# Air Ride Pressure....



## teckie (Feb 25, 2007)

Can anyone tell me what is regarded as a "Safe" pressure to keep the M/H level !. Last year I maintained the pressure on both sides at 40psi but feel that the pressure needs increasing to about 50-55psi.. Not that I'm overloading... but just feel that it needs more pressure to make it look neatly level.

It says on a Drive-Rite Fitting Instruction Leaflet that I have "Do not inflate beyond 100psi" !.

Cheers 

Teckie


----------



## brillopad (Mar 4, 2008)

i run mine at 50psi all the time it seems the best all round


----------



## ash (Aug 17, 2006)

airide told me that 30 psi is about right unless u r towing then u need extra psi.... perhaps u sould get intouch with them www.airide.co.uk


----------



## RobMD (May 9, 2005)

Mine runs comfortably at 40 psi. As long as you don't exceed the max. pressure, inflate to whatever you find gives the best ride. At 50 (which is what I started with) the ride on my van was too hard, much below 40 and I lose the benefit of them.

Just play with them until you find the best driving experience for you.


----------



## groucho (Apr 6, 2008)

I ran my Autocruise Starspirit(2004) at 1.0 to 1.5 bar (15 to 22psi) with tyre pressures at 70 psi. This was the best setting by experience.
Firstly, if you raise the Air Ride bag pressure too high you will get a very hard ride, ok for avoiding drift when being overtaken on a motorway but terrible on other roads.
Secondly the air bags effect the rear wheel braking force by influencing the position of the rear axle load sensing valve, with more air pressure the rear of the van thinks that it is not loaded as it rides higher. This will result in a braking imbalance with the front brakes doing all the work.
This happened to me whilst coming down a mountain in Germany 2 years ago, front discs almost glowing red and rear drums colder than the fridge.
This was because the factory hadn't included us in a recalll to adjust the load sensing valve setting .
In short it is best to contact the manufacturer of both van and Air Ride for expert advice.
Hope this helps.
Regards
Groucho


----------



## sno_fun (May 21, 2007)

hi all recently had air suspension fitted and am running them at about 35psi, 2.5 bar. They were inflated to a higher pressure when they were first fitted but a mechanic friend of mine pointed out to me after he saw them inflated, that a very high pressure would stretch the van springs which would put undue strain on chassis. It may not make any difference to your van but couldnt do any harm to have a look and see what effect the presssure in the suspension is having.


----------



## sno_fun (May 21, 2007)

hi all recently had air suspension fitted and am running them at about 35psi, 2.5 bar. They were inflated to a higher pressure when they were first fitted but a mechanic friend of mine pointed out to me after he saw them inflated, that a very high pressure would stretch the van springs which would put undue strain on chassis. It may not make any difference to your van but couldnt do any harm to have a look and see what effect the presssure in the suspension is having.


----------

**DATA BLOCK:**
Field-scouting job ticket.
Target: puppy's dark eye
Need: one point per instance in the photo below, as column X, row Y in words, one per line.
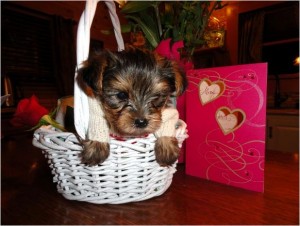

**EXERCISES:**
1. In the air ride thread, what maximum pressure does the Drive-Rite fitting instruction leaflet give?
2. Reproduce the air ride thread word for word, everything from "airide told me" down to "benefit of them.".

**SOLUTIONS TO THE EXERCISE:**
1. The leaflet says not to inflate beyond 100 psi.

2.
airide told me that 30 psi is about right unless u r towing then u need extra psi.... perhaps u sould get intouch with them www.airide.co.uk


----------



## RobMD (May 9, 2005)

Mine runs comfortably at 40 psi. As long as you don't exceed the max. pressure, inflate to whatever you find gives the best ride. At 50 (which is what I started with) the ride on my van was too hard, much below 40 and I lose the benefit of them.